*** Opening of DOCUMENT EXTRACT ***

The 62-year-old Becerra served in the California State Assembly in the early 1990s, then represented parts of Los Angeles in the U.S. House of Representatives between 1993 and 2017. He was appointed as California’s top attorney after Kamala Harris, now the vice president-elect, vacated that position to serve in the U.S. Senate.

Becerra rose to prominence throughout the Trump presidency by suing the administration in attempts to block its policies on immigration, health care and the environment. In August, he filed his 100th suit against the Trump White House.

“If I were a baseball player, my batting average would be the envy of MLB,” Becerra boasted back when the number of anti-Trump lawsuits was half what it is today. According to the news organization CalMatters, which has tracked Becerra’s challenges, California had won 21 cases as of July 23 while losing five to Trump. Another 63 cases were pending, while six were on hold.

In a release issued on Monday, the Biden administration said the new batch of appointees would “guard against the full range of health threats facing our nation.” The wording seems to hint that the job will also involve defending the Affordable Care Act, which may in turn explain why Becerra was selected for the HHS post.

U.S. President-elect Joe Biden speaks on November job numbers at the Queen theater December 4, 2020 Wilmington, Delaware. (Alex Wong/Getty Images)
President-elect Joe Biden speaks on Friday in Wilmington, Del. (Alex Wong/Getty Images)

Just days after the election, the Supreme Court heard oral arguments in Texas v. California, a case that could invalidate key aspects of the act. Though the justices seemed reluctant to make such a drastic move, Trump has taken plenty of other steps to vitiate key provisions of the Obama-era health law, which provided coverage to millions of previously uninsured Americans.

With the federal judiciary now stocked at every level with Trump-appointed judges, future legal efforts to weaken the ACA are likely to find favorable hearings. As a Cabinet secretary, Becerra will not be involved in countering such efforts. But his familiarity with the health law could help the Biden administration bolster the ACA. His relationships on Capitol Hill could also help.

*** Close of DOCUMENT EXTRACT ***

▶ **GOAL OF THE EXERCISE**: Extend the article about Becerra's selection for the HHS post, picking up right after its final sentence.

*** Opening of GIVEN DATA ***

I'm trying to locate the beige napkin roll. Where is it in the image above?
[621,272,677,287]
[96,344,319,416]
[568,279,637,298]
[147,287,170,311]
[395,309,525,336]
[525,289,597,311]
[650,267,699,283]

*** Close of GIVEN DATA ***

▶ **FINAL ANSWER**:
“In Congress, I helped pass the Affordable Care Act,” Becerra tweeted on Monday. “As California’s Attorney General, I defended it. As Secretary of Health and Human Services, I will build on our progress and ensure every American has access to quality, affordable health care — through this pandemic and beyond.”

Biden saw Becerra as an “adamant defender of the Affordable Care Act,” the transition staffer told Yahoo News. He could make Spanish-language outreach efforts to encourage vaccination, the source went on to say.

Such efforts notwithstanding, Becerra will almost certainly leave day-to-day management of the pandemic to Murthy, Walensky and, in particular, Fauci, who is trusted broadly by Americans but has been routinely demonized and undermined by Trump. No such friction with Biden is expected.

Murthy has recently been on a crusade to combat loneliness, which has only been exacerbated throughout the months of lockdowns.

Walensky is currently chair of the infectious diseases department at Massachusetts General Hospital. She has been a frequent commentator on cable news, criticizing the Trump administration for its handling of the pandemic and countering the president’s own coronavirus-related misstatements.

Last month, she debunked Trump’s false statement that the CDC claimed 85 percent of people who wore facial coverings still caught the coronavirus. And she criticized the “herd immunity” approach advocated by Dr. Scott Atlas, the controversial White House coronavirus adviser who has since resigned from his post. She said that such a hands-off approach was “destined to fail.”